# EXERCISE TASK A:
Sum up the passage about a reported Facebook comment in two sentences.

Kondabolu hid the post by pressing a light-gray X in the upper right corner. Then, he clicked “Report” and went through a series of steps to notify the company:

Is this comment about you or a friend?

“Yes, this is about me or a friend.”

Why don’t you want to see this?

“It’s harassing me.”

What You Can Do

“Submit to Facebook for Review.”

A few hours later, Kondabolu received an email reply from Facebook that the text did not violate the network’s “Community Standards.”

“Sometimes you can say it’s a tricky line but a death threat is a threat. He doesn’t actually want to feed me a bullet. He’s talking about killing me,” Kondabolu told International Business Times. “We’re not talking about risking speech. We’re talking about safety.”

Facebook’s Community Standards are divided in a series of pages on the site. Under the Direct Threats section, Facebook issues that the network will “remove credible threats of physical harm to individuals.” However, the page continues with, “We may consider things like a person’s physical location or public visibility in determining whether a threat is credible.”

A Facebook representative admitted to IBTimes that the Kondabolu review was an error. “As our team processes millions of reports each week, we occasionally make a mistake. In this case, should have removed this content, and we apologize for that," the representative wrote in an email to IBTimes after a request for comment.

The comment to Kondabolu was in response to a Facebook post Kondabolu had published that read, "Fox News host Brian Kilmeade wants to know why we aren't 'clearing the waters' of sharks. WHITE PEOPLE WANT TO GENTRIFY THE OCEAN NOW?"

# ITEMS:
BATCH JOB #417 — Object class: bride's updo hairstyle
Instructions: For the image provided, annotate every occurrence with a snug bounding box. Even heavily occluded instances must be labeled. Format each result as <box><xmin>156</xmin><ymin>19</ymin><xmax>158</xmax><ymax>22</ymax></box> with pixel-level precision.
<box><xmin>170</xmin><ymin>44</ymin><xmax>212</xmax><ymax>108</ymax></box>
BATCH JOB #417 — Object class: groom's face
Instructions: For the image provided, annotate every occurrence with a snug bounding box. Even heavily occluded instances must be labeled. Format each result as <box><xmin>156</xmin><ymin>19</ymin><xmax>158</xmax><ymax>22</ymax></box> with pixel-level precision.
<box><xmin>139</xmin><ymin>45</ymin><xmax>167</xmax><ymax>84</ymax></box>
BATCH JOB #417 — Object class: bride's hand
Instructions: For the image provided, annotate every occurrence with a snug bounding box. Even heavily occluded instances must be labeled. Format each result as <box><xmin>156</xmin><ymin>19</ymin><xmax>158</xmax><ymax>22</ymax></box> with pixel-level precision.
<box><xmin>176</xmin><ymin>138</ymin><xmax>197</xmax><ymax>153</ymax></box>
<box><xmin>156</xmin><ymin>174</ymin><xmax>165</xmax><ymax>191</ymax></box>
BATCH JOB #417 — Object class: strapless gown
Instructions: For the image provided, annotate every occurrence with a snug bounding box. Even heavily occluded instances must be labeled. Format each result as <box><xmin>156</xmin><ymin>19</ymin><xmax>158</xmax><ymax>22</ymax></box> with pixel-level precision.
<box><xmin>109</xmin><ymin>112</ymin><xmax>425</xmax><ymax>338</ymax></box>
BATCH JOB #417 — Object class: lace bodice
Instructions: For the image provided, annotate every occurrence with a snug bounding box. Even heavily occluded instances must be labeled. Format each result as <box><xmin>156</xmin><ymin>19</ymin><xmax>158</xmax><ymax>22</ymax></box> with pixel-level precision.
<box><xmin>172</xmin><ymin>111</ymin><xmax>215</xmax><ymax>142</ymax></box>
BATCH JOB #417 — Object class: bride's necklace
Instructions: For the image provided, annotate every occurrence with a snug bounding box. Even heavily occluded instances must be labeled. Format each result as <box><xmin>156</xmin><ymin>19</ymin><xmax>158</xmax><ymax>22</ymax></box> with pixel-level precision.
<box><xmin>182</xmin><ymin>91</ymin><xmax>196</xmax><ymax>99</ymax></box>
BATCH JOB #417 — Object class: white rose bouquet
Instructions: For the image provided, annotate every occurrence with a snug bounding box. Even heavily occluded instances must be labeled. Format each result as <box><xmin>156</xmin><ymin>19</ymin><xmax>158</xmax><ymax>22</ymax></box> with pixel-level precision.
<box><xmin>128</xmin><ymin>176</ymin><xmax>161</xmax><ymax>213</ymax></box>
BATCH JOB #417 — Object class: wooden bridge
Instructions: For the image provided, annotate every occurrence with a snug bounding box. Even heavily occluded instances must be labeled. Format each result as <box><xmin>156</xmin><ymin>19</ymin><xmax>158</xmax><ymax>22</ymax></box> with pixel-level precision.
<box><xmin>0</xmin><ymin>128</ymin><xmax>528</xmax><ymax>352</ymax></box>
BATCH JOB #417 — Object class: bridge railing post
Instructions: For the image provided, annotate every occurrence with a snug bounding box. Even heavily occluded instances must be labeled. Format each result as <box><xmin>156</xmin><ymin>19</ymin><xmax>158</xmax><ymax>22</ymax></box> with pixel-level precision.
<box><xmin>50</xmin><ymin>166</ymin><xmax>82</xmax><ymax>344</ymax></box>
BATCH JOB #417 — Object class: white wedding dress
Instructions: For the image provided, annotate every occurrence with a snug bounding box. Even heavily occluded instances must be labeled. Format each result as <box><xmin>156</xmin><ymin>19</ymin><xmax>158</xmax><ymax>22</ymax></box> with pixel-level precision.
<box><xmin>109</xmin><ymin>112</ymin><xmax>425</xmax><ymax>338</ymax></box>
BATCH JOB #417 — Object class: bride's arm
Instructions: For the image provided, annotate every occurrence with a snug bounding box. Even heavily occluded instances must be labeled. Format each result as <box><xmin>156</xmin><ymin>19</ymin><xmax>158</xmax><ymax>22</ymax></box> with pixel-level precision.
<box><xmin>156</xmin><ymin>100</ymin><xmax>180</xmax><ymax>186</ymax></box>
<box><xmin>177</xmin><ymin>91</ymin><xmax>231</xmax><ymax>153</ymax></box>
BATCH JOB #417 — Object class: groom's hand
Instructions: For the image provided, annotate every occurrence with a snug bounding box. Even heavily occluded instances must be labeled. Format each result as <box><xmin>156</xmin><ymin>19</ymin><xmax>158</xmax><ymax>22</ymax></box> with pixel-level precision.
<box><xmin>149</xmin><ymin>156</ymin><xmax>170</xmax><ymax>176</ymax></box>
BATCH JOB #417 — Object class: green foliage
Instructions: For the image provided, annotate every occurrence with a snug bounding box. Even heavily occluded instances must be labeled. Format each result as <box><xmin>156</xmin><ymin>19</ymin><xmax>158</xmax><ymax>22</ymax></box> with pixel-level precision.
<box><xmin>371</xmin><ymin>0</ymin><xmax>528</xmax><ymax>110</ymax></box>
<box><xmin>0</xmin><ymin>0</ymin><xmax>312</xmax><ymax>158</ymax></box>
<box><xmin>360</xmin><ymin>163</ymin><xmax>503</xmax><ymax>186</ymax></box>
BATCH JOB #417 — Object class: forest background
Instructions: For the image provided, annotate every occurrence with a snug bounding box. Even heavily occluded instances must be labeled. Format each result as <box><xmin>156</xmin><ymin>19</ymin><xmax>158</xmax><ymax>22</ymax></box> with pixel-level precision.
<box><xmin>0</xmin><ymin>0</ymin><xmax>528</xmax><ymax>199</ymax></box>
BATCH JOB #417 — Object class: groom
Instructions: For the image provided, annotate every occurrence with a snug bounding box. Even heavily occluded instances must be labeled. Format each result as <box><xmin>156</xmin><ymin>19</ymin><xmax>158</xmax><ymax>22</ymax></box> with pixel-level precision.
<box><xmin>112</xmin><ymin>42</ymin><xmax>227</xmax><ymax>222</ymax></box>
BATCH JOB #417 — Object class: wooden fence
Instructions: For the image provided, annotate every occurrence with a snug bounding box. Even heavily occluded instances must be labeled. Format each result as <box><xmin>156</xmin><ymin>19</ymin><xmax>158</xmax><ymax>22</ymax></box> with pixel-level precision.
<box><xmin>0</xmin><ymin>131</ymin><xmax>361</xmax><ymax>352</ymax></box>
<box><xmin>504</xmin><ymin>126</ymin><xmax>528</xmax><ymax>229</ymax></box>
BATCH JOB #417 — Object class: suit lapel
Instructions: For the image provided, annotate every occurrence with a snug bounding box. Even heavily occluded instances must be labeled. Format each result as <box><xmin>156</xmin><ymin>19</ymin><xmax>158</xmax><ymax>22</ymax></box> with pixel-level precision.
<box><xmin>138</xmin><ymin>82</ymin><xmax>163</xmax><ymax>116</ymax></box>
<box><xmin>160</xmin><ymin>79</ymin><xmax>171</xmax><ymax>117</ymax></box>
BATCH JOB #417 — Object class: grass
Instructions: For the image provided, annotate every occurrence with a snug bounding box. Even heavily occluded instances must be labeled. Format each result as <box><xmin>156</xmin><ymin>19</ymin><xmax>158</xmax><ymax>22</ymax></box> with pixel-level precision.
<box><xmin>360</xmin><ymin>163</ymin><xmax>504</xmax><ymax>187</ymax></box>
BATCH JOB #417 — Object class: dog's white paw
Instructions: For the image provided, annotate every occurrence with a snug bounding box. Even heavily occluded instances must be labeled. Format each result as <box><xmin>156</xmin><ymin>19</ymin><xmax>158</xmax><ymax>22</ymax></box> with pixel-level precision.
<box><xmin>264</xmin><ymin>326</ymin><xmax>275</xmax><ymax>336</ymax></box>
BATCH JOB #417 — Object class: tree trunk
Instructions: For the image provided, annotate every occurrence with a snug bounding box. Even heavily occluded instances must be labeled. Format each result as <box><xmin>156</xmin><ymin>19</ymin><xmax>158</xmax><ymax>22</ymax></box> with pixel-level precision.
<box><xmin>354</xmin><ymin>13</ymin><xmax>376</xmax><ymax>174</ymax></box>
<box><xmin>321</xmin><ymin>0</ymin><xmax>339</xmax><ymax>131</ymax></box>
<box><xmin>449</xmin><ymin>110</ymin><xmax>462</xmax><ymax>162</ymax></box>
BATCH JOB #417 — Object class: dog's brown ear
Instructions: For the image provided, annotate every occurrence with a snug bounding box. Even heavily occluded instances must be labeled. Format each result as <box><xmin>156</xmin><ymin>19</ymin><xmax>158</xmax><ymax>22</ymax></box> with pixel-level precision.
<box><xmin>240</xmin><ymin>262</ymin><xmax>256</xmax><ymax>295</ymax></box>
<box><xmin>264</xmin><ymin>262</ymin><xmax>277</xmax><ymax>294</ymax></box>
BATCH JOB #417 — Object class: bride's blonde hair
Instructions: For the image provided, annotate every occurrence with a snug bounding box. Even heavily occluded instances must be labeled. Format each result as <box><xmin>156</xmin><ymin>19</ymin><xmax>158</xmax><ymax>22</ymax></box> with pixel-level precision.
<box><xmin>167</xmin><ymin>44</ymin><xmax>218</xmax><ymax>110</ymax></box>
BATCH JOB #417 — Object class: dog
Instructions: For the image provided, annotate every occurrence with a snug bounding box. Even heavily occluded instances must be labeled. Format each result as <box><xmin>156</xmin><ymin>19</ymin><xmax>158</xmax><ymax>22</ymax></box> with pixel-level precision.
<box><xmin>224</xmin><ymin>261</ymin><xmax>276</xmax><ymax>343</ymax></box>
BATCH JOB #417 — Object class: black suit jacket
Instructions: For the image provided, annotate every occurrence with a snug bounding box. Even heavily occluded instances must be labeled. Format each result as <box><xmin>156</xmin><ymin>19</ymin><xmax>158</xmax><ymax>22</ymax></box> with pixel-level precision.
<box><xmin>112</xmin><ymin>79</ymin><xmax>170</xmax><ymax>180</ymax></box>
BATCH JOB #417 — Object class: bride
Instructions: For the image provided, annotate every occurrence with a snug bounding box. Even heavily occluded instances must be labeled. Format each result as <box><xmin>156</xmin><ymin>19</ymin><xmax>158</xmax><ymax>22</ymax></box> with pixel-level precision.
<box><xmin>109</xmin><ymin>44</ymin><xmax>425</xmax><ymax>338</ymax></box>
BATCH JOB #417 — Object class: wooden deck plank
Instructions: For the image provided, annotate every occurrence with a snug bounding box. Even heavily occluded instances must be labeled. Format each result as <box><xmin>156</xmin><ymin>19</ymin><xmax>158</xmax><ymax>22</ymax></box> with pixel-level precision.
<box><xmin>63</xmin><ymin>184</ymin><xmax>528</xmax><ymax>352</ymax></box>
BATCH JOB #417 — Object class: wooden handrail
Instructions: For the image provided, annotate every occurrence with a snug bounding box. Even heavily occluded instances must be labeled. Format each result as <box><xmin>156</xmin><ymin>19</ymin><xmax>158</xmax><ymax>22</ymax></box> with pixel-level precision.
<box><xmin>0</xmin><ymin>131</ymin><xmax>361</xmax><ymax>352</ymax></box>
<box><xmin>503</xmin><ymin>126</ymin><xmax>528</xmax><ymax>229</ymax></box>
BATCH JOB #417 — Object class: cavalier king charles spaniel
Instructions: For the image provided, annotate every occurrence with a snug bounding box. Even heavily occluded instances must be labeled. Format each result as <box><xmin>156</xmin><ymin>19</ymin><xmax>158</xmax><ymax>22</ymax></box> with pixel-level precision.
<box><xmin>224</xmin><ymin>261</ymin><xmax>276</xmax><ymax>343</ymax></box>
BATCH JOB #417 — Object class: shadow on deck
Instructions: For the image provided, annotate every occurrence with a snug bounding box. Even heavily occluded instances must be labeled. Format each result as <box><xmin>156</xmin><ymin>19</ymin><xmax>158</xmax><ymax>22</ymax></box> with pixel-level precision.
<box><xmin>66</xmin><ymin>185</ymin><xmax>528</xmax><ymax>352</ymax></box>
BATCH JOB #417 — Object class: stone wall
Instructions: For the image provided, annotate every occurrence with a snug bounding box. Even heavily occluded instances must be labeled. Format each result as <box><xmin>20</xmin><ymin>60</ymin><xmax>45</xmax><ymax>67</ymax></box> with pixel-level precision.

# EXERCISE TASK B:
Pick out every line of the entries that holds the word "bridge", and copy each one in full.

# COMPLETE ANSWER A:
Kondabolu reported a Facebook comment as harassment, and Facebook replied by email that it did not violate the network's "Community Standards." A Facebook representative later told International Business Times that the review was an error and apologized.

# COMPLETE ANSWER B:
BATCH JOB #417 — Object class: wooden bridge
BATCH JOB #417 — Object class: bridge railing post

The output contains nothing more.